Texto fornecido:
━━━━━━━━━━

Entrevista concedida ao jornalista Frederico Vasconcelos, da Folha de São Paulo] [aqui]
“Procurador da República Vladimir Aras diz que o Caso Banestado, no Paraná, foi laboratório de práticas adotadas na investigação sobre corrupção na Petrobras.
O Procurador da República Vladimir Aras conhece bem a investigação que serviu de laboratório para a Operação Lava Jato, pois atuou na Força Tarefa do Banestado, cujas sentenças foram proferidas pelo juiz federal Sergio Fernando Moro, de Curitiba (PR).
Agora, como coordenador da Secretaria de Cooperação Internacional (SCI ) –criada na gestão do Procurador-geral da República, Rodrigo Janot–, ele participa dos entendimentos com órgãos estrangeiros para obtenção de provas e repatriamento de dinheiro depositado ilegalmente no exterior.
“Meus colegas da força tarefa estão cavando fundo. Essa escavação tende a expor e abalar as fundações dos esquemas de corrupção que sempre corroeram as rendas da Nação”, afirma Aras.
Em entrevista concedida por e-mail, ele avalia a atuação dos vários órgãos nas investigações sobre corrupção na Petrobras. Trata-se de uma operação que, segundo ele, “impressiona pela extensão das ilegalidades em apuração e pela desfaçatez dos suspeitos”.
Blog – Quando a Justiça Federal, o Ministério Público Federal, a Polícia Federal e a Receita Federal atuam afinadas, as grandes investigações costumam ter começo, meio e fim. É o caso da Operação Lava Jato?
Vladimir Aras – A coordenação entre o Ministério Público Federal (MPF), a Polícia e a Receita Federal (RFB) tem sido intensa desde o início dessa investigação. Como noutras apurações de corrupção ou de crimes de colarinho branco, o MPF tem constantemente buscado o apoio de diversos órgãos federais, como o Tribunal de Contas da União (TCU), o Conselho de Controle de Atividades Financeiras (COAF) e a Controladoria Geral da União (CGU). Como titular da ação penal (artigo 129, inciso I, da CF), cabe ao MPF coordenar todo esforço apuratório do Estado a fim de habilitar-se em juízo a elucidar inteiramente a responsabilidade civil e criminal dos autores e coautores dos graves esquemas ilícitos ainda não inteiramente conhecidos pela sociedade brasileira.

━━━━━━━━━━

Dados disponíveis:
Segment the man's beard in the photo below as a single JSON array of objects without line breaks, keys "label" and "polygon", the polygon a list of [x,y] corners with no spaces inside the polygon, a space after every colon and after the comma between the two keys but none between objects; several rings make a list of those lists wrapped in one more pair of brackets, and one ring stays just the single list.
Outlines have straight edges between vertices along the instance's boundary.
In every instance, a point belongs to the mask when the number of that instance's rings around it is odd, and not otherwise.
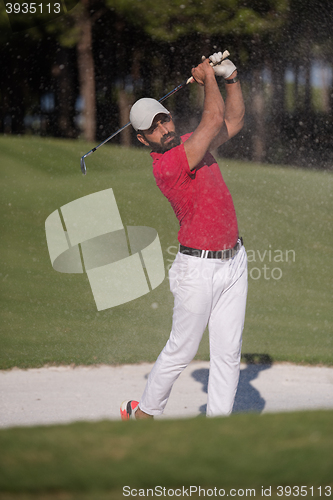
[{"label": "man's beard", "polygon": [[[170,137],[172,137],[172,139],[167,143],[165,143],[165,141]],[[146,141],[149,143],[149,146],[151,147],[152,151],[154,151],[155,153],[162,153],[162,154],[165,153],[166,151],[170,151],[170,149],[176,146],[179,146],[179,144],[181,144],[182,142],[180,136],[175,132],[169,132],[167,135],[164,135],[161,139],[161,143],[148,141],[147,138]]]}]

━━━━━━━━━━

Instruções:
A. Redigite da entrevista tudo o que vai de "Entrevista concedida ao" até "ilegalmente no exterior.".
B. Responda, com base na entrevista:
(i) De qual secretaria Vladimir Aras é coordenador?
(ii) Por qual meio a entrevista foi concedida?
(iii) Que dispositivo da Constituição é citado para indicar o MPF como titular da ação penal?
O material não tem papel nenhum aqui.

Respostas por tarefa:
A.
Entrevista concedida ao jornalista Frederico Vasconcelos, da Folha de São Paulo] [aqui]
“Procurador da República Vladimir Aras diz que o Caso Banestado, no Paraná, foi laboratório de práticas adotadas na investigação sobre corrupção na Petrobras.
O Procurador da República Vladimir Aras conhece bem a investigação que serviu de laboratório para a Operação Lava Jato, pois atuou na Força Tarefa do Banestado, cujas sentenças foram proferidas pelo juiz federal Sergio Fernando Moro, de Curitiba (PR).
Agora, como coordenador da Secretaria de Cooperação Internacional (SCI ) –criada na gestão do Procurador-geral da República, Rodrigo Janot–, ele participa dos entendimentos com órgãos estrangeiros para obtenção de provas e repatriamento de dinheiro depositado ilegalmente no exterior.

B.
(i) Da Secretaria de Cooperação Internacional (SCI).
(ii) Por e-mail.
(iii) O artigo 129, inciso I, da CF.